Point labels for objects:
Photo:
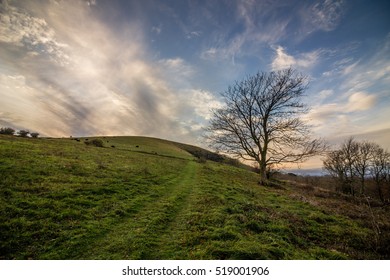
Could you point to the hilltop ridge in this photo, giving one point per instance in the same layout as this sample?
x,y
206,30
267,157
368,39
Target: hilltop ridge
x,y
148,198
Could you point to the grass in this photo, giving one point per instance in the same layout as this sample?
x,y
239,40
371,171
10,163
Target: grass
x,y
152,199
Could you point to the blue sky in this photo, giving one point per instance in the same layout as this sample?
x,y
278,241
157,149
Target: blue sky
x,y
156,68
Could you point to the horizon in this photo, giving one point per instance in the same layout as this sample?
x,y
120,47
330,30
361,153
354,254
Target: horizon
x,y
156,68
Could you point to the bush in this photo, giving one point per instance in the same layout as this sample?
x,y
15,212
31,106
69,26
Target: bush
x,y
7,131
95,142
23,133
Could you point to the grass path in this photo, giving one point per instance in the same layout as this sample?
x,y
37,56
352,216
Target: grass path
x,y
153,228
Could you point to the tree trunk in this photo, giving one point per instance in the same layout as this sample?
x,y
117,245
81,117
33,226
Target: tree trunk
x,y
263,173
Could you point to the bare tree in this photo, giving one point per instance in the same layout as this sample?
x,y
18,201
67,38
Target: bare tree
x,y
349,149
379,169
334,163
364,153
261,121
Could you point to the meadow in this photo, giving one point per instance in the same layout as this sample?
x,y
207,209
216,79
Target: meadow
x,y
146,198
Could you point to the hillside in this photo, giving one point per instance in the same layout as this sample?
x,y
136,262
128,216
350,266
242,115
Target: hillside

**Exercise**
Arrange every line of the material above as a Markdown table with the columns "Row" and "Line." Number the rows, and leave out blank lines and pictures.

**Result**
| Row | Line |
|---|---|
| 1 | Photo: |
| 2 | Could you point to the hilltop ridge in this photo, giving one point per instance in the same layout as this sample? |
| 3 | x,y |
| 4 | 206,30 |
| 5 | 267,157 |
| 6 | 368,39 |
| 7 | Target: hilltop ridge |
| 8 | x,y |
| 9 | 148,198 |
| 10 | Could you point to the grass in this photo, giving one point per instance in the same layout as this sample? |
| 11 | x,y |
| 12 | 239,40 |
| 13 | 371,171 |
| 14 | 10,163 |
| 15 | Target: grass |
| 16 | x,y |
| 17 | 152,199 |
| 18 | Could you point to the blue sky in this photo, giving one point per instance in the same layout as this sample? |
| 19 | x,y |
| 20 | 278,241 |
| 21 | 157,149 |
| 22 | Target: blue sky |
| 23 | x,y |
| 24 | 156,68 |
| 25 | Could you point to the horizon in this photo, giving one point per instance in the same layout as this sample? |
| 26 | x,y |
| 27 | 120,47 |
| 28 | 330,30 |
| 29 | 361,153 |
| 30 | 354,254 |
| 31 | Target: horizon |
| 32 | x,y |
| 33 | 156,68 |
| 34 | Could you point to the bush in this photo, giving one point per instance in the same layout as this sample? |
| 35 | x,y |
| 36 | 15,212 |
| 37 | 31,106 |
| 38 | 69,26 |
| 39 | Target: bush |
| 40 | x,y |
| 41 | 7,131 |
| 42 | 95,142 |
| 43 | 23,133 |
| 44 | Could you point to the grass path in this photo, giving one point per instance in the same layout as this sample? |
| 45 | x,y |
| 46 | 37,56 |
| 47 | 352,216 |
| 48 | Target: grass path |
| 49 | x,y |
| 50 | 153,228 |
| 51 | Could you point to the tree trunk in this photo, giving one point per instance in the same layout as this sample? |
| 52 | x,y |
| 53 | 117,245 |
| 54 | 81,117 |
| 55 | 33,226 |
| 56 | Target: tree trunk |
| 57 | x,y |
| 58 | 263,173 |
| 59 | Could you point to the bare tree in this photo, giving one point per instance in the same layout as this sample? |
| 60 | x,y |
| 61 | 18,201 |
| 62 | 67,38 |
| 63 | Target: bare tree |
| 64 | x,y |
| 65 | 349,149 |
| 66 | 379,169 |
| 67 | 334,163 |
| 68 | 364,153 |
| 69 | 261,121 |
| 70 | Could you point to the meadow in this photo, giving one point per instance in the same layout as this sample? |
| 71 | x,y |
| 72 | 207,209 |
| 73 | 216,79 |
| 74 | Target: meadow |
| 75 | x,y |
| 76 | 146,198 |
| 77 | Could you point to the hillside in this photo, giving one point per instance in the same layout as this sample? |
| 78 | x,y |
| 79 | 136,262 |
| 80 | 128,216 |
| 81 | 350,266 |
| 82 | 242,115 |
| 83 | Target: hillside |